■ **Excerpted text**:

Canada’s pluralist conception of constitutional adjudication can and does accommodate the most robust protections—such as in those defending a free and independent press—while at the same time leaving space for reasonable limits, such as those protecting society from hate.

That, at least, is Canada’s view and, by sheer and happy coincidence, it is also mine.

A concluding story about competing truths. It is taken from a book called Fragments written several years ago by a Swiss man then in his mid-fifties.62 The book is hopelessly mired in controversy over its authenticity but, even as fiction, it is a powerful lesson about empathy and how we have to see the world as it really is, not how we imagine it to be.

The title of the book comes from the fragments of memories the author recovered with the help of a therapist in recent years. The memories relate to the years he spent, from the ages of four to five, in Polish concentration camps. After the war, when the young boy was ten or eleven years old, he was placed in a foster home in Switzerland. The horror and brutality of the only life he had really known left him totally unprepared for the civility of his new surroundings. School, in particular, was utterly bewildering. And hence this story about the day he was totally humiliated by his teacher in front of a giggling classroom when he was asked to identify a colored poster of the Swiss hero, William Tell, of whom, of course, he had never heard:

“What do you see here?” [the teacher] asks again.

■ **What is being asked**:
Copy the excerpt on Canadian constitutional adjudication and the story from Fragments word for word, from start to finish.

■ **Data extracts**:
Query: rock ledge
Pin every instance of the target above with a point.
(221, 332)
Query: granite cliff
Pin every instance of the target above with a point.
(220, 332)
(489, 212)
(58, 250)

■ **Finished task**:
Canada’s pluralist conception of constitutional adjudication can and does accommodate the most robust protections—such as in those defending a free and independent press—while at the same time leaving space for reasonable limits, such as those protecting society from hate.

That, at least, is Canada’s view and, by sheer and happy coincidence, it is also mine.

A concluding story about competing truths. It is taken from a book called Fragments written several years ago by a Swiss man then in his mid-fifties.62 The book is hopelessly mired in controversy over its authenticity but, even as fiction, it is a powerful lesson about empathy and how we have to see the world as it really is, not how we imagine it to be.

The title of the book comes from the fragments of memories the author recovered with the help of a therapist in recent years. The memories relate to the years he spent, from the ages of four to five, in Polish concentration camps. After the war, when the young boy was ten or eleven years old, he was placed in a foster home in Switzerland. The horror and brutality of the only life he had really known left him totally unprepared for the civility of his new surroundings. School, in particular, was utterly bewildering. And hence this story about the day he was totally humiliated by his teacher in front of a giggling classroom when he was asked to identify a colored poster of the Swiss hero, William Tell, of whom, of course, he had never heard:

“What do you see here?” [the teacher] asks again.